--- TASK OBJECTIVE ---
Copy out every line of the records below word for word, leaving out the pictures.

--- RECORDS ---
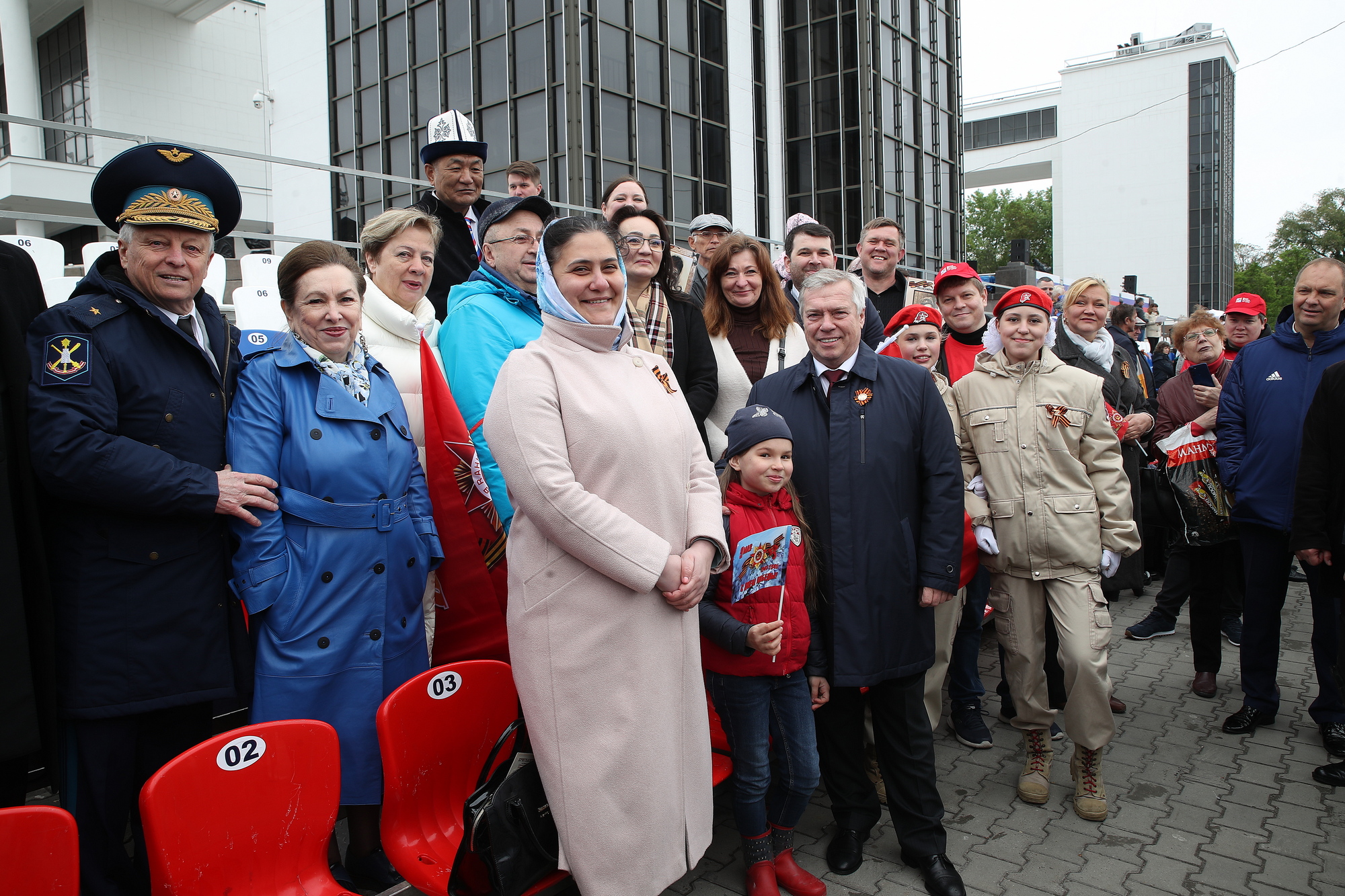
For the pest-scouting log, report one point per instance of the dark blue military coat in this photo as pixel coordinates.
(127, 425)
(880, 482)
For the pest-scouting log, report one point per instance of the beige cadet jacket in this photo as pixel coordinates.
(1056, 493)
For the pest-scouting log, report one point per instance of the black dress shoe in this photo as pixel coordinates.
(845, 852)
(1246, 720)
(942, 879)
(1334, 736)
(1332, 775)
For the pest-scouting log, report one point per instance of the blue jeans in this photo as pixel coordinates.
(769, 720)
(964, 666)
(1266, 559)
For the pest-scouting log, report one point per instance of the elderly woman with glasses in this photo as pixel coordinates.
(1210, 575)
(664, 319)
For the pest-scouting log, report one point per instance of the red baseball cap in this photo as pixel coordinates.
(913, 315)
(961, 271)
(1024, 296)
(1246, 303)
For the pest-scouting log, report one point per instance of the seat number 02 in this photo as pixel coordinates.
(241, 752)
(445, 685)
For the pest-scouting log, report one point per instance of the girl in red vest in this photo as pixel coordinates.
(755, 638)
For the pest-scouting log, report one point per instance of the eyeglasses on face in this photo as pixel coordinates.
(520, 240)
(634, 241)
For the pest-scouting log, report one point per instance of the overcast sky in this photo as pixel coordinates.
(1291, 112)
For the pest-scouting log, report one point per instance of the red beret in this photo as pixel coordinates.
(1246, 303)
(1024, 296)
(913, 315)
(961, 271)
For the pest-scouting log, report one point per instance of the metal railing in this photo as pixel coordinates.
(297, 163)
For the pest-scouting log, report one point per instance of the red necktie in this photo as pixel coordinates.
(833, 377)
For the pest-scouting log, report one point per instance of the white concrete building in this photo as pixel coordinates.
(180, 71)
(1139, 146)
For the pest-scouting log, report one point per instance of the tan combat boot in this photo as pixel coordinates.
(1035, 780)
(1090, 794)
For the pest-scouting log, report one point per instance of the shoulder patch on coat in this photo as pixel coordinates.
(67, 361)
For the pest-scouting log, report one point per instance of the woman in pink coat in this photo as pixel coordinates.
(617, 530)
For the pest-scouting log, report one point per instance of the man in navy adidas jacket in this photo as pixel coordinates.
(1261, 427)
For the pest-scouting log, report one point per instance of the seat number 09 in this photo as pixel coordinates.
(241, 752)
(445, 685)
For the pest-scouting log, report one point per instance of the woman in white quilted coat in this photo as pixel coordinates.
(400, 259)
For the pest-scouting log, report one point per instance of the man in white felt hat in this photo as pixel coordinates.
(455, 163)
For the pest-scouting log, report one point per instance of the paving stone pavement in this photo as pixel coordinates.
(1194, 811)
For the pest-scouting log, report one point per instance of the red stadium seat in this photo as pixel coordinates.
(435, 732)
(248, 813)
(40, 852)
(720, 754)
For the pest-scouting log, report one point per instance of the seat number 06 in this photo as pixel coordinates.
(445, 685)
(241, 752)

--- COMPLETE OUTPUT ---
For the pest-scouting log, report one point per instance of the dark blue military coat in this photo as pixel coordinates.
(127, 425)
(880, 482)
For the pest-scouting log, report one point per instance of the beige cadet jacket in this photo as pixel coordinates.
(1056, 493)
For the pest-scouting log, report one point per instance of the black dress shoe in this photo as pixel coordinates.
(845, 852)
(1246, 720)
(942, 879)
(1334, 736)
(1332, 775)
For the pest-scouting log, report one point per instance of the blue jeans in this photo as pixel coordinates.
(769, 720)
(964, 666)
(1266, 559)
For the pest-scouting log, report one point per instance of the elderly woman with glasses in this photo as pixel coordinates.
(1210, 575)
(664, 319)
For the pest-scouting log, report one point per instance of the red baseball cap in this photo as pixel coordinates.
(913, 315)
(961, 271)
(1024, 296)
(1246, 303)
For the pest-scouting log, report one point per instance of the seat number 02 in this photo as pixel coordinates.
(241, 752)
(445, 685)
For the pest-scouting log, report one point per instance of the girl in red vest in this photo as pixel coordinates.
(755, 638)
For the pest-scouting log, report one point per instance of the eyeglasses on face in this photo as pixel coordinates.
(520, 240)
(634, 241)
For the pest-scouting log, report one point per instance of the overcast sky in this photo as pixel coordinates.
(1291, 112)
For the pest-scouting log, report one point per instance of the red beret in this photo as pixel coordinates.
(1246, 303)
(1024, 296)
(913, 315)
(961, 271)
For the pest-scouting log, report one point per instance of the metal railing in this photo as pixel coordinates.
(297, 163)
For the pest-scouting log, report one point per instance of the red necktie in this photo as pixel coordinates.
(833, 377)
For the pest-scouting log, report one point per instance of the white concrete building in this photo as pixel coordinates.
(180, 71)
(1139, 146)
For the pest-scouting log, report one point per instance of the tan combat boot in this photo as pixel coordinates.
(1035, 780)
(1090, 794)
For the pest-scouting log, report one point per instance of the shoulder patch on coat in this photo as pixel coordinates.
(67, 361)
For the pest-scouting log, report one point per instance of the woman in pink coat in this photo as pixel coordinates.
(617, 530)
For the pest-scouting log, report one point per instance of the man in navy adidas jacket in this photo as pixel coordinates.
(1261, 427)
For the pest-scouting log, report one point per instance of the seat number 09 in this photo as pixel coordinates.
(241, 752)
(445, 685)
For the pest-scouting log, report one point per instance of the woman in white quilted coat in this photo as pixel coordinates.
(400, 259)
For the pest-scouting log, report one point per instance of the man in white felt hat in this photo as pixel coordinates.
(455, 163)
For the pest-scouting log, report one point per instance of the paving stone pavement in this photo as pixel coordinates.
(1194, 811)
For the pest-scouting log, report one point per instance of the red stadium seat in this photo as pixel coordinates.
(435, 732)
(248, 813)
(40, 852)
(720, 754)
For the pest-scouting log, report one point per instance of the seat number 06 in this photo as pixel coordinates.
(445, 685)
(241, 752)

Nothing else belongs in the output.